PROBLEM DETAILS:
Everything from the line containing "For every instance of the dark tree" to the final line of the records below should be given again exactly, and nothing else.

[begin DATASET CONTENT]

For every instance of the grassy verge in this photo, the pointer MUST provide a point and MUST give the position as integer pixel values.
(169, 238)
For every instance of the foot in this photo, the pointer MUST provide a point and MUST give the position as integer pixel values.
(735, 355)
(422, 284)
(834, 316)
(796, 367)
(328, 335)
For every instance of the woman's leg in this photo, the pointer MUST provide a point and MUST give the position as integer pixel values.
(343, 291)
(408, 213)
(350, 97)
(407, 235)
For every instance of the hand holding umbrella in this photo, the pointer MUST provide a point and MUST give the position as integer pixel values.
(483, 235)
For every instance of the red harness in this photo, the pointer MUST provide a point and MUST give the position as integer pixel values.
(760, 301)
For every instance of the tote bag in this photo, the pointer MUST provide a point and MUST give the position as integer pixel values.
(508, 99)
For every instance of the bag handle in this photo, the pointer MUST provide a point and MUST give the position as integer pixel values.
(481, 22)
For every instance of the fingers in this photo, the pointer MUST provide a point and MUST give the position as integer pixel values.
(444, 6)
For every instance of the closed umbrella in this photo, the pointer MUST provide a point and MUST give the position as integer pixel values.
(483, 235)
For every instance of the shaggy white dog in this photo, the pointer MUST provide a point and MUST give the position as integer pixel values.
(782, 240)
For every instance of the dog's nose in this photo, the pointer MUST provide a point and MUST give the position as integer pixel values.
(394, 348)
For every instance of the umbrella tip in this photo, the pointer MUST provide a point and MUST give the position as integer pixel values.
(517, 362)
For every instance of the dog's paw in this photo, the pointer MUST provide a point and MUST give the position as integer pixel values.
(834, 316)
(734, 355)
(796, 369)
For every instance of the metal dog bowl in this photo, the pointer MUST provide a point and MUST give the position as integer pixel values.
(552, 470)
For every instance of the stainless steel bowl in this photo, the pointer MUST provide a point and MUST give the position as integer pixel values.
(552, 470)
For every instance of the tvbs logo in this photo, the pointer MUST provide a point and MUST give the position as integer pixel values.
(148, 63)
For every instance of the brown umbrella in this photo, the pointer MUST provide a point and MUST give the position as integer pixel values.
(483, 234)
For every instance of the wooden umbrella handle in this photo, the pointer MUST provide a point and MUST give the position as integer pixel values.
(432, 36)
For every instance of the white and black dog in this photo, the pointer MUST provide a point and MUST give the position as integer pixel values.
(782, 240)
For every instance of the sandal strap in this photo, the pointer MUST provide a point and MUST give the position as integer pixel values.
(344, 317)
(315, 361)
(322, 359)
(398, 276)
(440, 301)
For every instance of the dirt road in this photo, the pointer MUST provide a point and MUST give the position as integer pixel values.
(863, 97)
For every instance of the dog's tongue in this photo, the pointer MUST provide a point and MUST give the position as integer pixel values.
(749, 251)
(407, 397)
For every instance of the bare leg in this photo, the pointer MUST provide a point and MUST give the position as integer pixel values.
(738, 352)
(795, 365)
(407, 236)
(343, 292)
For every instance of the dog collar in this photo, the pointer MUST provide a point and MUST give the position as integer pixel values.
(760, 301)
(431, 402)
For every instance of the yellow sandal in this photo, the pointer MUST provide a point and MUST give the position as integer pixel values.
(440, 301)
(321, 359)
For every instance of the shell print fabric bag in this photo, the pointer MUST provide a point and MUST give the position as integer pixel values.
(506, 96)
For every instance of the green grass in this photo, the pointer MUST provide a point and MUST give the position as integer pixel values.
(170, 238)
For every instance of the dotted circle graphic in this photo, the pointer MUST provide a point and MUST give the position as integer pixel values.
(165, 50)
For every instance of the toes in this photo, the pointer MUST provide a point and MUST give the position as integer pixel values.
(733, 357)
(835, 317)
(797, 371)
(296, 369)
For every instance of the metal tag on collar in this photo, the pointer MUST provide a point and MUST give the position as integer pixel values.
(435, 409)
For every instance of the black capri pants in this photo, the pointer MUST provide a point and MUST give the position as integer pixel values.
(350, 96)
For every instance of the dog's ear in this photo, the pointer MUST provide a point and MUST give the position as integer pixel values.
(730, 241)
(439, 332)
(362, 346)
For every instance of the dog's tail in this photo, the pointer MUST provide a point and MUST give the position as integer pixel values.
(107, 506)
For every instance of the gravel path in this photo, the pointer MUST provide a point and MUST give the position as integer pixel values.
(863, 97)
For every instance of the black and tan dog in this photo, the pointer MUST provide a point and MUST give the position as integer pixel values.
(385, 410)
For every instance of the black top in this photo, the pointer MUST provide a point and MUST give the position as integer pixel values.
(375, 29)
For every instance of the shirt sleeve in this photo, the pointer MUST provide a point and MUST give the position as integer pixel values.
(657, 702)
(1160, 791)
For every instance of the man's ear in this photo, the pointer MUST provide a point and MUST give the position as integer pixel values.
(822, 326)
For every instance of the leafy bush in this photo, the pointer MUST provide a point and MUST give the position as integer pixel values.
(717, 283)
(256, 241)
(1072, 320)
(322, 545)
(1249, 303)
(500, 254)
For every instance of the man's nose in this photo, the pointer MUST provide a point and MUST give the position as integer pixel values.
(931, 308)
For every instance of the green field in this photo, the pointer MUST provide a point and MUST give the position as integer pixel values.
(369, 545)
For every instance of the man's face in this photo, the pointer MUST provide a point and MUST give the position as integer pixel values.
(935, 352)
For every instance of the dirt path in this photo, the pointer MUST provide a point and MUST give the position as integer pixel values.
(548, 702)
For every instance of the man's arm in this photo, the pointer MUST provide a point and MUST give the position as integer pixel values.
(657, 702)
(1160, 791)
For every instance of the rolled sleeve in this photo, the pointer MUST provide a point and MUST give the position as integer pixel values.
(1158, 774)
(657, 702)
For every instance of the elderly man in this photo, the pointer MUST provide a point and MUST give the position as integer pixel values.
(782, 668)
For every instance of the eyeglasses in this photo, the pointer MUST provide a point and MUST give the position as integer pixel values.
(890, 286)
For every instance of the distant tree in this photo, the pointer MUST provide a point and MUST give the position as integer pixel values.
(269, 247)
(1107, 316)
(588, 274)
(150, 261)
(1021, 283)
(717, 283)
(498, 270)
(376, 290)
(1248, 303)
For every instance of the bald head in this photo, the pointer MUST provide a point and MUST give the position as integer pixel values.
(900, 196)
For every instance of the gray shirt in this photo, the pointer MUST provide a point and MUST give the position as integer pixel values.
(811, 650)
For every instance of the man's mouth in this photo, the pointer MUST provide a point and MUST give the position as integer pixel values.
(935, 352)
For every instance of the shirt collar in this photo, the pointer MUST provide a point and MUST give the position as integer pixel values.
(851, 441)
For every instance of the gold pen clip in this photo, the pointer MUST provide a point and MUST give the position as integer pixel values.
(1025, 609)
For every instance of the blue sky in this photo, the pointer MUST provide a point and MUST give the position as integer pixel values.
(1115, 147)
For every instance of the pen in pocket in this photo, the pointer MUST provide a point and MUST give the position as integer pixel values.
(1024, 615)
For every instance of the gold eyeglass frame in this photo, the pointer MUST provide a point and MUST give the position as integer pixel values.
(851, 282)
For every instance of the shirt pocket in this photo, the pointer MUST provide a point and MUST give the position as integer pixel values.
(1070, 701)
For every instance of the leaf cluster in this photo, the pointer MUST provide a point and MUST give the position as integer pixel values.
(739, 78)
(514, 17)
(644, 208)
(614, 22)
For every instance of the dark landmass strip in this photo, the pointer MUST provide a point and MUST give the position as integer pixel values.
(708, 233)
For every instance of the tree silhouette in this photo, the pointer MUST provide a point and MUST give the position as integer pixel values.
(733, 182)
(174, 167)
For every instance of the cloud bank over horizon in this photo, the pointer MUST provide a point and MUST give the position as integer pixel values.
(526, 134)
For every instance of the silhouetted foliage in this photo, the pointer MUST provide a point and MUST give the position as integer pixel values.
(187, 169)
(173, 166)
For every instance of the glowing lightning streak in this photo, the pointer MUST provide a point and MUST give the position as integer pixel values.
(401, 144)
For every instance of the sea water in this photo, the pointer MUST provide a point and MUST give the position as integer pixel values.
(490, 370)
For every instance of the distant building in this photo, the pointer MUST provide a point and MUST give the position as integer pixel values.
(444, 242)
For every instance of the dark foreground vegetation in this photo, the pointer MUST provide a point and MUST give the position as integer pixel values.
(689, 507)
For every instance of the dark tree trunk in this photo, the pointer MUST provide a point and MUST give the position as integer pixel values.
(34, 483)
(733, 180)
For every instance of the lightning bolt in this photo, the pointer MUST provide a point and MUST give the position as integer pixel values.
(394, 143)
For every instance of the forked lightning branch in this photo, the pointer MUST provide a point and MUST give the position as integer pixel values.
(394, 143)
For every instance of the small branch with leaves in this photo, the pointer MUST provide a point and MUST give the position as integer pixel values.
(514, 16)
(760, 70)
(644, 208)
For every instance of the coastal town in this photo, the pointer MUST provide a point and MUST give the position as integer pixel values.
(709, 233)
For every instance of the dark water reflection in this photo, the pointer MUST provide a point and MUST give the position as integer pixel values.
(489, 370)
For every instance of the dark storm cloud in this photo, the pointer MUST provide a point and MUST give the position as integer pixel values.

[end DATASET CONTENT]

EXPECTED ANSWER:
For every instance of the dark tree trunk in this photo, the pointer MUST provide a point and MUST give the position as integer pixel values.
(34, 483)
(733, 180)
For every instance of the lightning bolt in this photo, the pointer MUST provide a point and MUST give the position as integer pixel values.
(394, 143)
For every instance of the forked lightning branch in this photo, the pointer MUST provide a point and MUST give the position as integer pixel values.
(394, 143)
For every instance of the small branch with leaves in this photo, the pointer MUST provide a point and MUST give the position as integer pixel values.
(514, 16)
(760, 70)
(644, 208)
For every instance of the coastal town in this photo, the pointer MUST provide a point and MUST give the position as integer pixel values.
(709, 233)
For every instance of the dark water reflection in this photo, the pointer MUST provide a point and MUST give the position as integer pixel values.
(489, 370)
For every instance of the dark storm cloud in this photo, the pointer MUST provide a point and MUST give the position as integer pixel values.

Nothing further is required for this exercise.